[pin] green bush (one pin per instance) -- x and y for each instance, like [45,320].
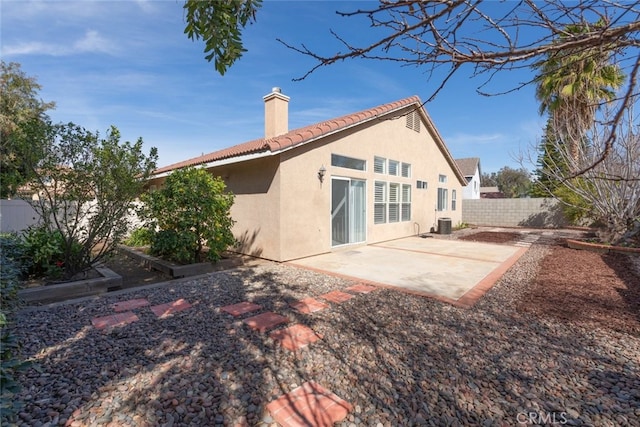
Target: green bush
[47,250]
[11,270]
[174,246]
[142,236]
[14,251]
[192,213]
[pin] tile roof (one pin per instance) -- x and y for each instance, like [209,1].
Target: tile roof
[468,165]
[310,133]
[292,138]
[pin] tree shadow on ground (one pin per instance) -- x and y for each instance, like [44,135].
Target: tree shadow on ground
[397,358]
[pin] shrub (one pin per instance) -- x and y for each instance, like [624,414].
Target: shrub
[142,236]
[174,246]
[10,363]
[191,210]
[88,185]
[46,249]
══════════
## Stated goal
Please revise the records above, replacing "tile roof" with "clay roof" and leaving everything else unchanged. Omit the pictures from your answer.

## Exercise output
[pin] green bush (one pin per instance) -- x and y for each instance, like [45,320].
Target: green bush
[47,250]
[11,270]
[174,246]
[142,236]
[14,251]
[192,213]
[pin] clay roof (one pin per instance) -- x and y for each instance, like [209,1].
Target: clay roof
[468,165]
[310,133]
[292,138]
[pin] tree shadow on ground (one pin per instance) -- x and y for each instance, like [44,135].
Target: tree shadow on ground
[397,358]
[pin] shrub (one pin per instance) -- x and y for each instance, like [624,414].
Target: shrub
[142,236]
[174,246]
[10,363]
[191,210]
[88,185]
[46,249]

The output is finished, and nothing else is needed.